ASSIGNED TASK
Collect all lines from the listing that include the string "this".

BEGIN INPUT RECORDS

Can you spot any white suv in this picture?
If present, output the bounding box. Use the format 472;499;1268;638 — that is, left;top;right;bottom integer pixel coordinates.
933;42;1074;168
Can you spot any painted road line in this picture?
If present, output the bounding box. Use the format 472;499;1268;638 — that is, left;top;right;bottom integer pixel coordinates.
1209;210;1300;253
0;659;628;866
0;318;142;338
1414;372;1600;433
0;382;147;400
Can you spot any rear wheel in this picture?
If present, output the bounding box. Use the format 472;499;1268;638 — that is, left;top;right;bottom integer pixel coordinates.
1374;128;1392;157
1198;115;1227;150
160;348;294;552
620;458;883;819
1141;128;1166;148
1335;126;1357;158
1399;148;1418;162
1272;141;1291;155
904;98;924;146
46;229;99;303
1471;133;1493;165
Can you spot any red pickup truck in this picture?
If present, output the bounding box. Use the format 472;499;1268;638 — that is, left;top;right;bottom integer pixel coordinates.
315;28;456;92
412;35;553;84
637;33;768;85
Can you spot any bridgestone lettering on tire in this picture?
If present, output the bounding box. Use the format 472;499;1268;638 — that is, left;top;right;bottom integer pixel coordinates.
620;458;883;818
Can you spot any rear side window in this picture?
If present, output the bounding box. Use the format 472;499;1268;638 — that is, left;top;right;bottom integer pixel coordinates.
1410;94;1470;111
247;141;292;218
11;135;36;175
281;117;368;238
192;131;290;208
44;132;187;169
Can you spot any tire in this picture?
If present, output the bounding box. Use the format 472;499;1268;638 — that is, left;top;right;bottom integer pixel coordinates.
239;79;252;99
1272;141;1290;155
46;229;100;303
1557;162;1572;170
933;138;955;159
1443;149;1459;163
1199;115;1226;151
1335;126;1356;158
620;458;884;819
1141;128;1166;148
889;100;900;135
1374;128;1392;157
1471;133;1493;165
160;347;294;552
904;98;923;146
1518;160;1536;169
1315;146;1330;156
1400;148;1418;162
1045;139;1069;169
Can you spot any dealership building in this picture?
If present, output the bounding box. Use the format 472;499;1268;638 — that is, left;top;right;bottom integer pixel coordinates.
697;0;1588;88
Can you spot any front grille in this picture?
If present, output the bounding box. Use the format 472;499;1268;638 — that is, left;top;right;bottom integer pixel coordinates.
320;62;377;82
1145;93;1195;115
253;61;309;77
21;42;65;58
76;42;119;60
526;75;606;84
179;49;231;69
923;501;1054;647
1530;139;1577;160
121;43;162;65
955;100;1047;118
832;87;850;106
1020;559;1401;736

END INPUT RECORDS

RESPONSE TO THE TASK
Can you spot any white suv in this picture?
Can you spot any painted road line in this picture?
Can you spot any rear wheel in this picture?
Can you spot any red pickup truck in this picture?
Can you spot any bridgestone lettering on tire in this picture?
Can you spot any rear side window in this picture?
Can you spot any tire in this picture?
Can you spot any dealership building in this picture?
Can you spot any front grille in this picture?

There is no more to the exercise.